• _THE TASKS_:
- a) Reproduce the passage on running Terraform in Lambda from "Capabilities and Constraints" to "backend (usually automatic)".
- b) In the passage on running Terraform in Lambda, which code delivery option is labeled as faster?
- c) Decide whether each statement agrees with the passage on running Terraform in Lambda, and back each answer with the deciding words quoted from it.
(i) The init command usually runs automatically.
(ii) Sending code dynamically is labeled as the faster option.
(iii) The decoded environment variables set the region to us-west-2.
start SELECTED PASSAGE
Capabilities and Constraints

What You Can Do

✅ Terraform Commands:

  • plan — Preview infrastructure changes
  • apply — Create/update infrastructure
  • destroy — Tear down resources
  • validate — Check configuration syntax
  • init — Initialize backend (usually automatic)

✅ Flexible Code Delivery:

Option 1: Bundle at Build Time (Faster)

module "terraform_lambda" {
  source = "KamranBiglari/terraform-in-lambda/aws"

  terraform_code_source_path = "${path.module}/infrastructure"
  terraform_code_source_exclude = [
    ".terraform/**",
    "*.tfstate*"
  ]
}

Option 2: Send Code Dynamically (More Flexible)

{
  "command": "apply",
  "tf_code": "<base64-encoded-zip-of-terraform-files>",
  "backend": "<base64-encoded-backend-config>"
}

✅ Custom Environment Variables:

{
  "command": "apply",
  "envs": "VEZfVkFSX3JlZ2lvbj11cy1lYXN0LTEKVEZfVkFSX2Vudmlyb25tZW50PXByb2Q="
}

Decodes to:

TF_VAR_region=us-east-1
TF_VAR_environment=prod

✅ Multi-Account Execution:

{
  "command": "apply",
  "aws_access_key": "AKIA...",
  "aws_secret_key": "...",
  "aws_session_token": "..."
end SELECTED PASSAGE
start LISTED ENTRIES
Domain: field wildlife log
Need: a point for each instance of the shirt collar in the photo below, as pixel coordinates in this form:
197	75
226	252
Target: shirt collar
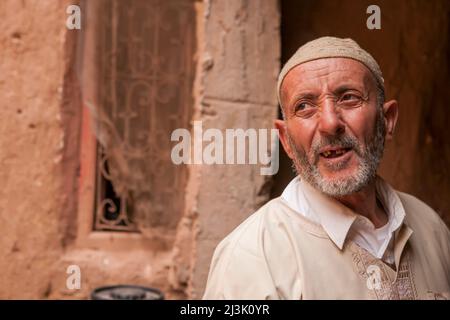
335	218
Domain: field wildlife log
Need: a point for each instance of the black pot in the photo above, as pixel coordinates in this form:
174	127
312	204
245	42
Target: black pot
126	292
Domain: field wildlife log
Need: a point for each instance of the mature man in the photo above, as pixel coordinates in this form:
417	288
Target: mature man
338	231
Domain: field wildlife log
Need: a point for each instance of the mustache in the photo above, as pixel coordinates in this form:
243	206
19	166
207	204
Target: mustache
341	141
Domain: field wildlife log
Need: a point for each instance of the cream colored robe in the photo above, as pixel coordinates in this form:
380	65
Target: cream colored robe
278	254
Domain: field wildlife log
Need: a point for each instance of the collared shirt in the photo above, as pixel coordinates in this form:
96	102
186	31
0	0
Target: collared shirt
342	223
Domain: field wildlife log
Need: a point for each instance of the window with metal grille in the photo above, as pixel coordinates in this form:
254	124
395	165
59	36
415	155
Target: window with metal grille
144	70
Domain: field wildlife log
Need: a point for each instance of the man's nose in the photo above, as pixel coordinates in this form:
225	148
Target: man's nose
330	121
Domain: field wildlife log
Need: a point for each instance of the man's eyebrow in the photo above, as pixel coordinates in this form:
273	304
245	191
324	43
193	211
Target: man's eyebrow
end LISTED ENTRIES
• _WORKED SOLUTIONS_:
- a)
Capabilities and Constraints

What You Can Do

✅ Terraform Commands:

  • plan — Preview infrastructure changes
  • apply — Create/update infrastructure
  • destroy — Tear down resources
  • validate — Check configuration syntax
  • init — Initialize backend (usually automatic)

- b) Option 1, bundling the code at build time.

- c)
(i) Yes: "init — Initialize backend (usually automatic)"
(ii) No: "Option 2: Send Code Dynamically (More Flexible)"
(iii) No: "TF_VAR_region=us-east-1"